DOCUMENT PASSAGE below:
I don’t believe that LLMs or any other technology we possess today will have much of an impact on the problems I outlined in this post.
First, the code you can generate today, while impressive, is largely done in isolated greenfield, toy-scale projects. As I discussed, at small scales, the cost of any decision is cheap. The real costs, and therefore the real skill, comes from managing lots of interlocking decisions. Keeping various chatty robot processes in agreement about the best way to generate code will still require many decisions to be made - it may well resemble the process of consensus building we do in our human teams today. I'm fairly confident that for as long as humans are expected to understand the code that is written, decisions will be required.
Second, even if new technology allows us to create a more complete layer of abstraction between our thoughts and the code, we will have only succeeded in freeing up more time to focus on making the harder decisions. In a world where LLMs or other AI systems are the primary authors, we may find that the job of every engineer begins to resemble the job of the Tech Lead (TL). And as any current TL can tell you, their job is already much less about writing code and instead it is defined by the need to make effective decisions about how the team spends its time. If everyone is a TL, new problems will emerge as we try to figure out how to coordinate all this new productivity and apply it effectively.
End of DOCUMENT PASSAGE.
EXCERPTED RECORDS below:
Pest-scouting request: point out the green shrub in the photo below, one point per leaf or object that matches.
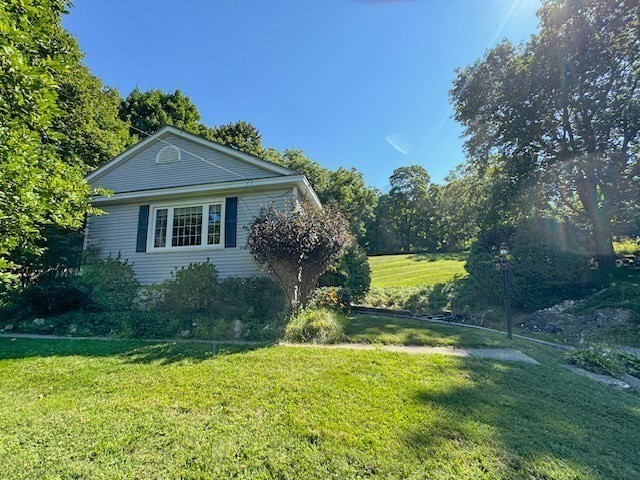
(389, 297)
(333, 298)
(316, 325)
(110, 285)
(627, 246)
(550, 262)
(619, 295)
(50, 296)
(254, 297)
(352, 271)
(190, 289)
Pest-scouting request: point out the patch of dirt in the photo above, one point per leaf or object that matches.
(557, 319)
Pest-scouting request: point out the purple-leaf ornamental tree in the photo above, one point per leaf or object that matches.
(297, 246)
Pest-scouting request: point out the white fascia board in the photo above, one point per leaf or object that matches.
(193, 190)
(124, 155)
(231, 152)
(309, 191)
(196, 139)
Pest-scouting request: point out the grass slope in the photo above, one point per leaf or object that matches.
(406, 331)
(122, 409)
(415, 269)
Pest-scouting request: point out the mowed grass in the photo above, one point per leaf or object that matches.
(416, 269)
(122, 409)
(407, 331)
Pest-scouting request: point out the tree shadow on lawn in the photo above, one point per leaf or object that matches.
(435, 257)
(131, 351)
(167, 353)
(538, 422)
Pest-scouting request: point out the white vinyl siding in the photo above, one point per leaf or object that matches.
(115, 232)
(141, 172)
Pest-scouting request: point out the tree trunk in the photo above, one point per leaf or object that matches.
(599, 217)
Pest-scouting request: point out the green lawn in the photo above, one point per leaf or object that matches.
(401, 331)
(415, 269)
(125, 409)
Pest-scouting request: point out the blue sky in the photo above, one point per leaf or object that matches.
(360, 83)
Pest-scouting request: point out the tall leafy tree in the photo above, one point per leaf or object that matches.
(241, 135)
(347, 191)
(91, 131)
(37, 186)
(343, 188)
(151, 110)
(410, 207)
(563, 108)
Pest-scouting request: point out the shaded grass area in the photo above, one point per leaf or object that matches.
(90, 409)
(406, 331)
(416, 269)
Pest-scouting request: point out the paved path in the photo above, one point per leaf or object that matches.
(506, 354)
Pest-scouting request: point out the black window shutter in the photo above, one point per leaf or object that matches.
(230, 221)
(143, 221)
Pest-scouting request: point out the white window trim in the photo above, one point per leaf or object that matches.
(151, 227)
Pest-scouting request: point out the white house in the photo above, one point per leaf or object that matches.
(179, 198)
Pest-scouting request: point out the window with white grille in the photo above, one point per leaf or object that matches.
(182, 226)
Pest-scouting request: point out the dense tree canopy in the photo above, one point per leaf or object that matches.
(563, 111)
(343, 188)
(39, 184)
(151, 110)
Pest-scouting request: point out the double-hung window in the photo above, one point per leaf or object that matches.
(183, 226)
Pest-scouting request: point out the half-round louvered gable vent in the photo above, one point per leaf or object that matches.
(168, 154)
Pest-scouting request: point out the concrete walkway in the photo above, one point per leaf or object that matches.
(505, 354)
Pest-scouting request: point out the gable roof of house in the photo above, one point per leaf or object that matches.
(157, 136)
End of EXCERPTED RECORDS.
## TASK
Please set down, word for word, the part of the passage on LLMs and engineering decisions that begins at the words "Second, even if" and stops after "apply it effectively.".

## SOLUTION FOR THIS EXERCISE
Second, even if new technology allows us to create a more complete layer of abstraction between our thoughts and the code, we will have only succeeded in freeing up more time to focus on making the harder decisions. In a world where LLMs or other AI systems are the primary authors, we may find that the job of every engineer begins to resemble the job of the Tech Lead (TL). And as any current TL can tell you, their job is already much less about writing code and instead it is defined by the need to make effective decisions about how the team spends its time. If everyone is a TL, new problems will emerge as we try to figure out how to coordinate all this new productivity and apply it effectively.